EXERCISE INSTRUCTIONS:
Reproduce the listing from the line with "Spot the metal" to the line with "Spot the red", replacing every "put a point" with "place a marker" and leaving everything else unchanged.

THE INPUT:
* * *
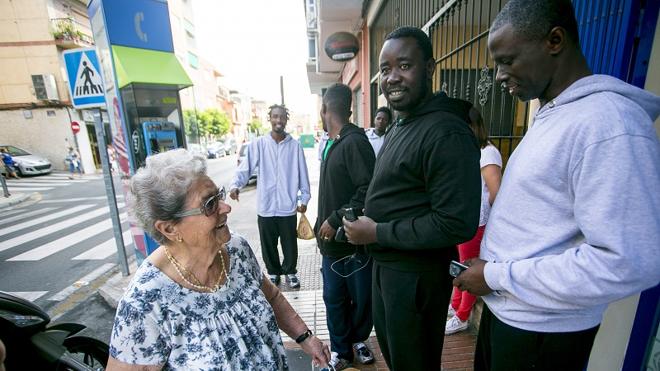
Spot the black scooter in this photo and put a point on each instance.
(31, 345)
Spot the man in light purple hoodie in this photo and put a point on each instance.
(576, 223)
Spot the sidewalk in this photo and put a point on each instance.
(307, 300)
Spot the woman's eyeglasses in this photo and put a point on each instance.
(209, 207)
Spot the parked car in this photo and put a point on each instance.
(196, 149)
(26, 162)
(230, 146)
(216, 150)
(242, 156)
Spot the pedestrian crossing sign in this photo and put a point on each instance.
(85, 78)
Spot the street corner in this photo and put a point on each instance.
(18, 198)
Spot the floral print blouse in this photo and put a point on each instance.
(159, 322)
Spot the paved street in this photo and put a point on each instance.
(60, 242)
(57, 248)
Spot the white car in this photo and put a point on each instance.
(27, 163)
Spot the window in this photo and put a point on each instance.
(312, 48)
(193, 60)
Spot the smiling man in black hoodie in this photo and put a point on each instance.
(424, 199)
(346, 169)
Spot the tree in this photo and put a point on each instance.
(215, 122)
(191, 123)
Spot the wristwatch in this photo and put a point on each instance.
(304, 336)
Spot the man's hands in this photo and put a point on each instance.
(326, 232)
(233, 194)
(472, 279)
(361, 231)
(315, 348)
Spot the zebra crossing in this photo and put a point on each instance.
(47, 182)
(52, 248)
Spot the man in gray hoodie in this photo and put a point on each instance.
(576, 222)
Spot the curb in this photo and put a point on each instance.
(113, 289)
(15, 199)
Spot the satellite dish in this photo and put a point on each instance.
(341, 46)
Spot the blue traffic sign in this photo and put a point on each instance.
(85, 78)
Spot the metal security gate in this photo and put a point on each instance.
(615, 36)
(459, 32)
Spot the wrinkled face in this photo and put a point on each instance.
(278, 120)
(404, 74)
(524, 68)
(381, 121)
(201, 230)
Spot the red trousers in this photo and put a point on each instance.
* * *
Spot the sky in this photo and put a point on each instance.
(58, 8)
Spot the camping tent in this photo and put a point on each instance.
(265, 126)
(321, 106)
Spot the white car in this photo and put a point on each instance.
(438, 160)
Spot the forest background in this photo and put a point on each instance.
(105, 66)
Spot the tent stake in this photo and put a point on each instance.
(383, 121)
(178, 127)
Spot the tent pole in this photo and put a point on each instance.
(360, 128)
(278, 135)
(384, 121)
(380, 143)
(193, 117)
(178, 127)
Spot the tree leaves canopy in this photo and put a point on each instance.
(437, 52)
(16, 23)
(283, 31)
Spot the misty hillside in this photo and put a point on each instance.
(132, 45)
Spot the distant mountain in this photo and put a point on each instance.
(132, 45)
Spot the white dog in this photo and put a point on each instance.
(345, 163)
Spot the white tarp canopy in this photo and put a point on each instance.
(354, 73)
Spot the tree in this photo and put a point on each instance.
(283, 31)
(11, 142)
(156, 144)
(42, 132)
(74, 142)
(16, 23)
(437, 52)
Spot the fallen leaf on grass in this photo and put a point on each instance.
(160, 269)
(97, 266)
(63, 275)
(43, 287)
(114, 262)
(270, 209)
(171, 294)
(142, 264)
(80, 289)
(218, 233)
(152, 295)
* * *
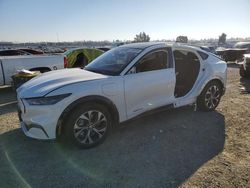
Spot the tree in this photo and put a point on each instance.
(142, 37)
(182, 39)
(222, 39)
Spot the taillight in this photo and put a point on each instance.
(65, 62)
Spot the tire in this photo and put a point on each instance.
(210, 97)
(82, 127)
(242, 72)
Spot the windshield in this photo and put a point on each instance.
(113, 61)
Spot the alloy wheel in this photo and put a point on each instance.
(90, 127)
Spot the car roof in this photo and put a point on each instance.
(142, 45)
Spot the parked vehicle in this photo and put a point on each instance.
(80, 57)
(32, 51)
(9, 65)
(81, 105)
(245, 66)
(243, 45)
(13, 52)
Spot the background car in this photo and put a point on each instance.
* * *
TASK SOLUTION:
Spot the metal security gate in this photo and place a marker on each instance.
(615, 36)
(459, 32)
Spot the wrinkled face in this photo and place a marker on each instance.
(278, 120)
(404, 74)
(524, 68)
(381, 121)
(201, 230)
Spot the red trousers in this photo and place a marker on each instance.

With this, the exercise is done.